課題
抜粋のうち、「そして、彼よりも若いパイロッ」を含む箇所から始めて「る画面を作れるようになった。」で終わる部分を、一字一句変えずに返してください。
====== 抜粋
さて、今回は公開からSNSや、自分の身の回りでも話題沸騰の作品を評論したいと思います。
ということで『トップガン マーヴェリック』を今日は取り上げたいと思います。
この作品のポイント
- トム・クルーズの自伝的映画である。
- まさに多幸感溢れるハリウッド映画!
- 映画館で見るべき作品
目次
『トップガン マーヴェリック』について
基本データ
基本データ
- 公開 2022年
- 監督 ジョセフ・コシンスキー
- 脚本 アーレン・クルーガー/エリック・ウォーレン・シンガー/クリストファー・マッカリー
- 出演トム・クルーズ/マイルズ・テラー/ジェニファー・コネリー
あらすじ
アメリカのエリート・パイロットチーム”トップガン”。
かつてない世界の危機を回避する、絶対不可能な【極秘ミッション】に直面していた。ミッション達成のため、チームに加わったのは、トップガン史上最高のパイロットでありながら、
常識破りな性格で組織から追いやられた”マーヴェリック”(トム・クルーズ)だった。なぜ彼は、新世代トップガンとともにこのミッションに命を懸けるのか?
公式サイトより引用
タイムリミットは、すぐそこに迫っていた——。
トム・クルーズとマーヴェリック

自伝的映画要素
今作『トップガン マーヴェリック』は1986年に公開された『トップガン』の36年ぶりの続編だ。
この『トップガン』の大ヒットでトム・クルーズは、世界的なスパースター俳優となったのだが、それからもう36年が経った。
実は、このことが今作では非常に重要な要素になっている。
というのもトム・クルーズは確かに、今なおスーパースター俳優の一人であることは間違いない。
しかし同時に「過去の人」というようにも捉えられがちだ。
これが今作におけるトム・クルーズが演じる主人公「マーヴェリック」と重なる。
マーヴェリックは前作での活躍の後も、海軍のトップパイロットとして経歴を積み上げており、時に上司に反発しながらも、さまざまな経験を経て尊敬を集める存在になっている。
しかし今作の冒頭で描かれるように「いずれはパイロット不要の時代」が来ると言われでも、それに反発している男だ。
そして、彼よりも若いパイロット、つまり「トップガン」たちも多くが活躍するようになっていった。
この「いずれはパイロット不要になる」というのは、実は「映画界」においても同じことだと言える。
つまり、今の時代は「俳優」が実際に危険な撮影をせずとも、CGの技術などで、いくらでも迫力のある画面を作れるようになった。
いやそれどころか、俳優すら不要な時代もありえる。
例えばSWシリーズの「マンダロリアン」「ローグワン」などで、亡くなった俳優を精巧にCGで描いて見せたり、年齢を若く再現したり、違和感のないレベルで描くことにすでに成功しているのだ。
============
====== データ抜粋
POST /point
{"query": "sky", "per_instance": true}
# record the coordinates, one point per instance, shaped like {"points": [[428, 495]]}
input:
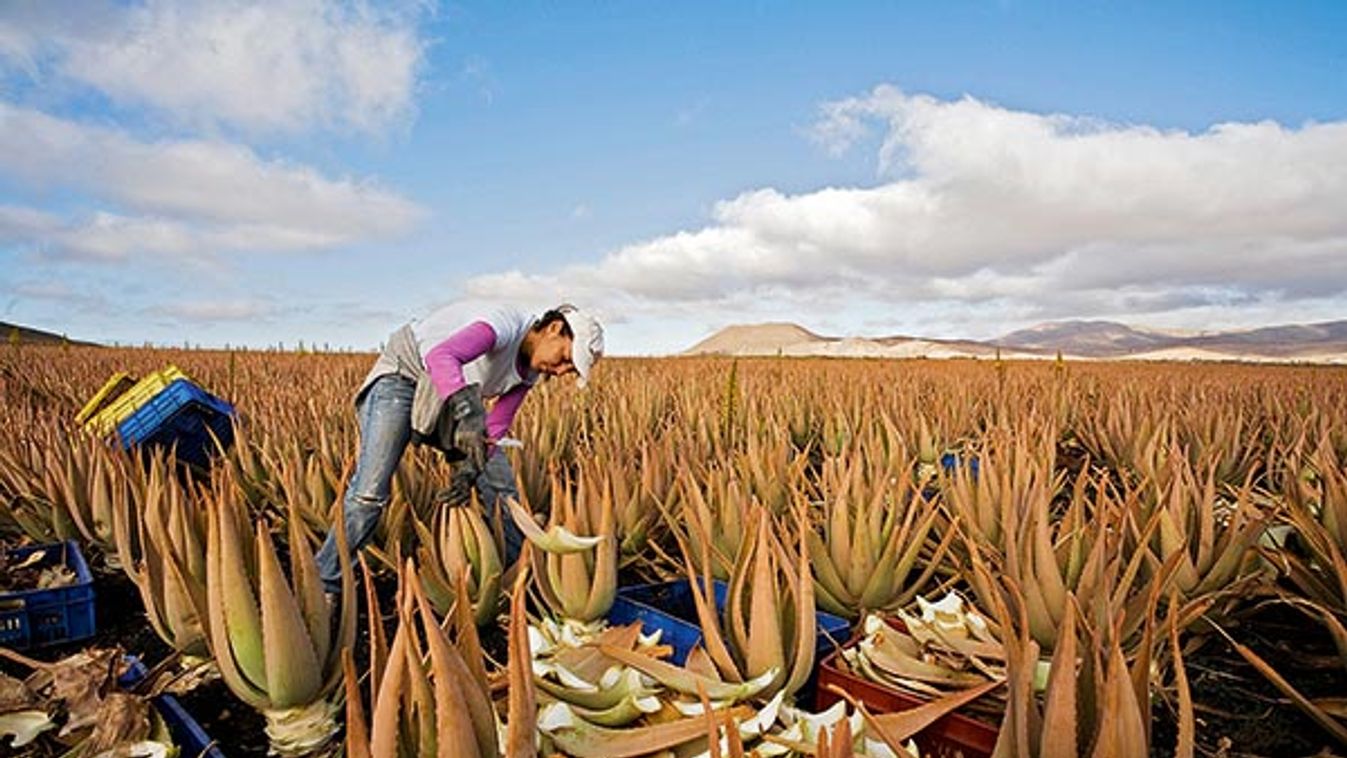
============
解答
そして、彼よりも若いパイロット、つまり「トップガン」たちも多くが活躍するようになっていった。
この「いずれはパイロット不要になる」というのは、実は「映画界」においても同じことだと言える。
つまり、今の時代は「俳優」が実際に危険な撮影をせずとも、CGの技術などで、いくらでも迫力のある画面を作れるようになった。